◆ **Your goal**
Nothing but the lines from the one containing "Phrase: cut-out picture" through the end of the entries below should be set down, each exactly as written.

◆ **Data to process**
◇ ◇ ◇ ◇ ◇

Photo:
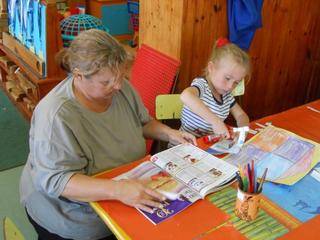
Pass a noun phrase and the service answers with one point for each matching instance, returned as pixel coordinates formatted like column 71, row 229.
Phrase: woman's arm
column 156, row 130
column 133, row 193
column 191, row 99
column 239, row 115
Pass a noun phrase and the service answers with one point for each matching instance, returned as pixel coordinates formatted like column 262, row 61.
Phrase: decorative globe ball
column 73, row 25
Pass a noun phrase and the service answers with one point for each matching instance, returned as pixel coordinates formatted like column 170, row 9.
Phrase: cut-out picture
column 190, row 159
column 215, row 172
column 170, row 166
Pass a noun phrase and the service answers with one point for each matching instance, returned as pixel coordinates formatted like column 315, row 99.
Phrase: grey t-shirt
column 66, row 138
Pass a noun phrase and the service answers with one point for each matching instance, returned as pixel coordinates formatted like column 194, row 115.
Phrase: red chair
column 153, row 73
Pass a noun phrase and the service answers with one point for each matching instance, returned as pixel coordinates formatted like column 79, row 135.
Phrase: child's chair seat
column 168, row 106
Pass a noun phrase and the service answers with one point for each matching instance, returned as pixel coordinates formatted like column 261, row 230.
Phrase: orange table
column 204, row 220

◇ ◇ ◇ ◇ ◇

◆ **Response to this task**
Phrase: cut-out picture
column 190, row 159
column 215, row 172
column 170, row 166
Pass a noun phrase and the service answers with one point for each matching instance, returned as pixel coordinates formatted like column 315, row 99.
Phrase: grey t-shirt
column 66, row 138
Pass a noun phrase and the service answers with one point for each matching instance, returned as pixel coordinates formatted like column 194, row 115.
Phrase: red chair
column 153, row 73
Pass a noun phrase and the service answers with one point for each matching instance, returned as pixel coordinates formatted like column 79, row 135.
Phrase: child's chair seat
column 168, row 106
Pass a noun phrase and the service answers with one point for each matching instance, returned as pixel coordinates formatted like column 261, row 230.
Phrase: orange table
column 204, row 220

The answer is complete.